DIRECTION: Can you retype every record below exactly as written?

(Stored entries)

——

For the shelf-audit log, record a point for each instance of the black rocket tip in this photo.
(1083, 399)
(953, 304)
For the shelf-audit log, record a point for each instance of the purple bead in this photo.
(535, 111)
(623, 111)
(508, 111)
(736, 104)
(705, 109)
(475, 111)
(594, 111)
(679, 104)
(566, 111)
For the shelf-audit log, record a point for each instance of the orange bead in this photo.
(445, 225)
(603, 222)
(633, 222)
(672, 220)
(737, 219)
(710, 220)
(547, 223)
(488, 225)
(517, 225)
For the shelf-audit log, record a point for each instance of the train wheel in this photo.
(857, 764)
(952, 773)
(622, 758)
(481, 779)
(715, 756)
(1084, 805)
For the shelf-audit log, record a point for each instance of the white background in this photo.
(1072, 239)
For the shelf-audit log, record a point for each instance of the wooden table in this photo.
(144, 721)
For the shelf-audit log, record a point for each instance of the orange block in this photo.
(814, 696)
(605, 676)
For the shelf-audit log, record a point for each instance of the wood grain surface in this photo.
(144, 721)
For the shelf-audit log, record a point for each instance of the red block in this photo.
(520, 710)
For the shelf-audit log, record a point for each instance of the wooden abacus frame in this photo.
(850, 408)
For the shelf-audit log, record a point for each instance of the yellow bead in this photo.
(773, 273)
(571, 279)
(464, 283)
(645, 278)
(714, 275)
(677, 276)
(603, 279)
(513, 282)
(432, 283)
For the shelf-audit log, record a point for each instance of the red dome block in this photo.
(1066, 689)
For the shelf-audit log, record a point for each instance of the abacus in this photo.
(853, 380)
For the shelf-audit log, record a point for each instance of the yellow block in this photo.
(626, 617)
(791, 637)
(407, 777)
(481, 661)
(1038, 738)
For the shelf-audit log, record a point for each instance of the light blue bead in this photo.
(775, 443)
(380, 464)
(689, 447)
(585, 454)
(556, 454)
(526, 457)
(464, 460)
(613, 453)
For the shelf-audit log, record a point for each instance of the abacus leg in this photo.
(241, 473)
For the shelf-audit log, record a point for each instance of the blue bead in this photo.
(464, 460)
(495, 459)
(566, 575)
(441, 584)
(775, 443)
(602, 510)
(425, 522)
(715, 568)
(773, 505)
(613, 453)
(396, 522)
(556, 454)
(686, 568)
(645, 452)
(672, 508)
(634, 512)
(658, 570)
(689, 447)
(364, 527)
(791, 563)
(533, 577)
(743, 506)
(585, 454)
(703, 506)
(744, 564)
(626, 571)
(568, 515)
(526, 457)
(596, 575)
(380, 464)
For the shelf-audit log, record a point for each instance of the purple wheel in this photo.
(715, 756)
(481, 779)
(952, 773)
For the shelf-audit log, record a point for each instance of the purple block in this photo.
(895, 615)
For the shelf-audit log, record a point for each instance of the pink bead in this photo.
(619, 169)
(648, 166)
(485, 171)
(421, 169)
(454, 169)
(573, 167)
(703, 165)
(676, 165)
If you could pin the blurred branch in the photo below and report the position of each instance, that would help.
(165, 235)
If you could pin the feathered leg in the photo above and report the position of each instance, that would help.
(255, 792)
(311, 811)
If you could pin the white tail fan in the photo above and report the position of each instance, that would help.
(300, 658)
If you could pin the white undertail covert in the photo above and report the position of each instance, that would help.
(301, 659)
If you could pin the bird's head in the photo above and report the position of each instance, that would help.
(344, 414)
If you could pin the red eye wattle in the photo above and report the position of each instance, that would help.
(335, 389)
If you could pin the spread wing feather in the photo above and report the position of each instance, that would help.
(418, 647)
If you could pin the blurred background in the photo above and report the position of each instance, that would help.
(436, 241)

——

RESULT FOR THIS TASK:
For the shelf-audit log, record a point for each instance of the black rocket tip in this photo.
(1083, 399)
(953, 304)
For the shelf-audit log, record a point for each instance of the purple bead in this photo.
(535, 111)
(623, 111)
(508, 111)
(736, 104)
(705, 109)
(475, 111)
(594, 111)
(679, 104)
(566, 111)
For the shelf-audit log, record a point for each instance of the orange bead in this photo.
(445, 225)
(603, 222)
(633, 222)
(672, 220)
(737, 219)
(710, 220)
(547, 223)
(488, 225)
(517, 225)
For the shelf-audit log, record a point for each instance of the train wheel in this photo.
(857, 764)
(952, 773)
(622, 758)
(481, 779)
(715, 756)
(1084, 805)
For the shelf-audit log, record a point for each instance of the white background in this photo.
(1072, 239)
For the shelf-audit log, record a point for each instance of the wooden table in this photo.
(144, 721)
For the shelf-audit log, record a point for each instance of the orange block in this photo.
(814, 696)
(605, 676)
For the shelf-audit log, record a point for each instance of the wood grain surface in this photo.
(144, 721)
For the shelf-audit log, record a point for each instance of the red block in this photo.
(520, 710)
For the shelf-audit log, record a point for each instance of the wooden abacus frame in this photo.
(850, 408)
For the shelf-audit log, record a point for each instance of the yellow bead in this photo.
(773, 273)
(571, 279)
(464, 283)
(645, 278)
(714, 275)
(677, 276)
(603, 279)
(513, 282)
(432, 283)
For the shelf-audit log, record a point for each instance of the red dome block in this photo.
(1066, 689)
For the shelf-audit log, record a point for each instance of the abacus in this photo.
(853, 380)
For the shelf-audit log, record a point for each instance of the yellow block in this photo.
(626, 617)
(791, 637)
(407, 777)
(481, 661)
(1038, 738)
For the shelf-audit log, record a point for each instance of the light blue bead in this photo.
(775, 443)
(380, 464)
(689, 447)
(585, 454)
(556, 454)
(526, 457)
(464, 460)
(613, 453)
For the shelf-audit log, record a point for each instance of the abacus leg in this photo.
(241, 473)
For the shelf-audit log, record a point for each instance of the blue bead in this photo.
(464, 460)
(495, 459)
(566, 575)
(441, 584)
(775, 443)
(602, 510)
(425, 522)
(715, 568)
(773, 505)
(613, 453)
(396, 522)
(556, 454)
(686, 568)
(645, 452)
(672, 508)
(634, 512)
(658, 570)
(689, 447)
(364, 527)
(791, 563)
(533, 577)
(743, 506)
(585, 454)
(703, 506)
(744, 564)
(626, 571)
(568, 515)
(526, 457)
(596, 575)
(380, 464)
For the shelf-audit log, record a point for each instance of the purple wheel in this photo.
(715, 756)
(481, 779)
(952, 773)
For the shelf-audit log, record a point for each instance of the purple block in this photo.
(895, 615)
For the shelf-audit log, record a point for each instance of the pink bead in this photo.
(619, 169)
(648, 166)
(485, 171)
(421, 169)
(454, 169)
(573, 167)
(703, 165)
(676, 165)
If you could pin the blurred branch in the photo below and report the position of each instance, that would help.
(165, 235)
If you could pin the feathered leg in the photo above and report the position of each instance, that would help.
(255, 792)
(311, 811)
If you could pin the white tail fan in the photo above and report the position of each instance, that would help.
(300, 658)
If you could pin the white undertail covert in the photo above and report the position of each instance, that would help.
(301, 659)
If you could pin the bird's head in the photo above and report the position of each instance, that would help.
(344, 414)
If you could pin the red eye wattle in the photo above and report the position of each instance, that would help.
(335, 389)
If you could pin the spread wing feather in the photo above and report the position of each instance, that would help.
(418, 647)
If you could pin the blurred background in the photo above and report the position of each instance, that would help.
(436, 241)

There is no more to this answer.